____ Selected extract

Dalio notes whereas the previous period was characterized by 1) increasing globalization, free trade, and global connectedness, 2) relatively innocuous fiscal policies, and 3) sluggish domestic growth, low inflation, and falling bond yields, the new period is more likely to be characterized by 1) decreasing globalization, free trade, and global connectedness, 2) aggressively stimulative fiscal policies, and 3) increased US growth, higher inflation, and rising bond yields.

He think that there's a significant likelihood that we have made the 30-year top in bond prices. In addition, he said we have probably made both the secular low in inflation and the secular low in bond yields relative to inflation.

"When reversals of major moves (like a 30-year bull market) happen, there are many market participants who have skewed their positions (often not knowingly) to be stung and shaken out of them by the move, making the move self-reinforcing until they are shaken out," he commented. "For example, in this case, many investors have reached for yield with the upward price moves as winds to their backs, many have dynamically hedged the changes in their duration, etc. They all are being hurt and will become weaker holders or sellers. Because the effective durations of bonds have lengthened, price movements will be big."

________
____ Data lines

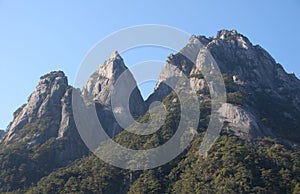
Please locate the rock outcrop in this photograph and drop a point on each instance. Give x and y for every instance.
(252, 69)
(99, 89)
(44, 102)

________

## [Objectives]
1. In the passage on Dalio's bond market outlook, why does Dalio say the reversal of a major move becomes self-reinforcing? Answer in one to three sentences.
2. Continue the passage on Dalio's bond market outlook from where it stops.

## [Answers to the exercise]
1. Many market participants have skewed their positions, often without knowing it, so that the move stings them and shakes them out. Those who reached for yield or dynamically hedged their duration are hurt and become weaker holders or sellers. This keeps the move going until they are shaken out.

2.
He said it likely that the Fed (and possibly other central banks) will increasingly tighten and that fiscal and monetary policy will come into conflict down the road. Relatively stronger US growth and relative tightening of US policy versus the rest of world is dollar-bullish.

He said all this, plus fiscal stimulus that will translate to additional economic growth, corporate tax changes, and less regulation will on the margin be good for profitability and stocks, though for domestically oriented stocks more than multinationals, etc.

The question will be when will this move short-circuit itself—i.e., when will the rise in nominal (and, more importantly, real) bond yields and risk premiums start hurting other asset prices. "That will depend on a number of things, most importantly how the rise in inflation and growth will be accommodated, that we don’t want to delve into now as that would take us off track," he said.